[MATERIAL SHOWN — start]
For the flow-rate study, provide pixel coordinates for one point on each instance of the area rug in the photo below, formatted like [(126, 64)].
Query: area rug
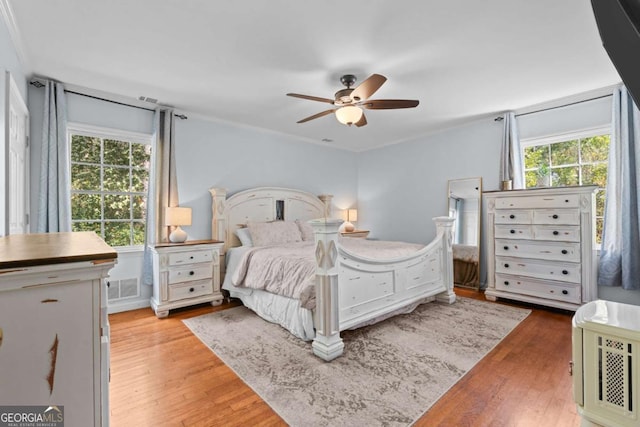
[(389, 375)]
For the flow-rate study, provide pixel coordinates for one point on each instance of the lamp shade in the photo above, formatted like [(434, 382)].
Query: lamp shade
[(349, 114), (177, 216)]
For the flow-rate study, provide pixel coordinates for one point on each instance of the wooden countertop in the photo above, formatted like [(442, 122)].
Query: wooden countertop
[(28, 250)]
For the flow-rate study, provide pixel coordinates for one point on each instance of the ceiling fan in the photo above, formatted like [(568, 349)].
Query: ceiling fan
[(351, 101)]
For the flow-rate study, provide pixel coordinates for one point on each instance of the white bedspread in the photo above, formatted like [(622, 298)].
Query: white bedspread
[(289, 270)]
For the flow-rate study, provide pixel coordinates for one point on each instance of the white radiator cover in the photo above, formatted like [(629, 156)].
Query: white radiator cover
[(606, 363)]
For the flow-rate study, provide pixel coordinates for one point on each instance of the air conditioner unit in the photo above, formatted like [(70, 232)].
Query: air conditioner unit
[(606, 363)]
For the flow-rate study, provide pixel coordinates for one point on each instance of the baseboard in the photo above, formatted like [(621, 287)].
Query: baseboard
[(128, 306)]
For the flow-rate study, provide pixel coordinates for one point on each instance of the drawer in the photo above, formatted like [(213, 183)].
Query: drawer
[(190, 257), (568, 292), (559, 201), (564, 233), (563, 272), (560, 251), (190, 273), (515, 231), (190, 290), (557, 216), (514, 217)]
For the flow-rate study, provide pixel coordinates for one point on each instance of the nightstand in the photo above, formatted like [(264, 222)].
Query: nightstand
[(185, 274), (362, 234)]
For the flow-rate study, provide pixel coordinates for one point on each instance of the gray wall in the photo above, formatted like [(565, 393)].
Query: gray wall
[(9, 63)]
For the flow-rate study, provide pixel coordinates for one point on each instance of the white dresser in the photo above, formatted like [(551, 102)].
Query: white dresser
[MATERIAL SHOWN — finish]
[MATERIAL SHOWN — start]
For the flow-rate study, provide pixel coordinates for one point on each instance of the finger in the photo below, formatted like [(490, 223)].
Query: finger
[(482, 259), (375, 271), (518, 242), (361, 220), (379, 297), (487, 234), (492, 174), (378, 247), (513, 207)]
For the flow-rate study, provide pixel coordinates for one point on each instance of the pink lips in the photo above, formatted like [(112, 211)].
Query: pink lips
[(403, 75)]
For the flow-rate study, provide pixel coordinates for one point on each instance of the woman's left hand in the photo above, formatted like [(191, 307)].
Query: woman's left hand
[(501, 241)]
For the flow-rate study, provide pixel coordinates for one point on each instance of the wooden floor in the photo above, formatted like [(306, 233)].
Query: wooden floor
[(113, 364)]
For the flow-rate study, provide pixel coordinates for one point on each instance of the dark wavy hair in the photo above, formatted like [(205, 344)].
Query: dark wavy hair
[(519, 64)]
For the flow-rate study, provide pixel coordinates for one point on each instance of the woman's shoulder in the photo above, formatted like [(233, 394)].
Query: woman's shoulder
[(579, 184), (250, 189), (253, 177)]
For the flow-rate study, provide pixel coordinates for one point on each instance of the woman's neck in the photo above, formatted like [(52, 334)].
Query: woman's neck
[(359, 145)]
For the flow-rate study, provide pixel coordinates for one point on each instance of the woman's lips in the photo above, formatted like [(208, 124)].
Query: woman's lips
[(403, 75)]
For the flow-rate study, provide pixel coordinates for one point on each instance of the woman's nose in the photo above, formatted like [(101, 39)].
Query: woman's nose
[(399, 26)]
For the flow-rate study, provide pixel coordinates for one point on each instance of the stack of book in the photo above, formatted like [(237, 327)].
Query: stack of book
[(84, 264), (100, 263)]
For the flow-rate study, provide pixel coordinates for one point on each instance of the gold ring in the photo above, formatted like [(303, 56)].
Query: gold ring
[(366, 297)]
[MATERIAL SHOWN — finish]
* [ACTIVITY]
Your answer should consist of each line above in which "below" appears.

* [TASK ANSWER]
For the flow-rate study, provide pixel coordinates for one point on each instance of the area rug in the photo below, formatted like [(126, 64)].
For the flow-rate study, provide pixel coordinates for one point on each instance of the finger in the photo below, formatted like [(490, 223)].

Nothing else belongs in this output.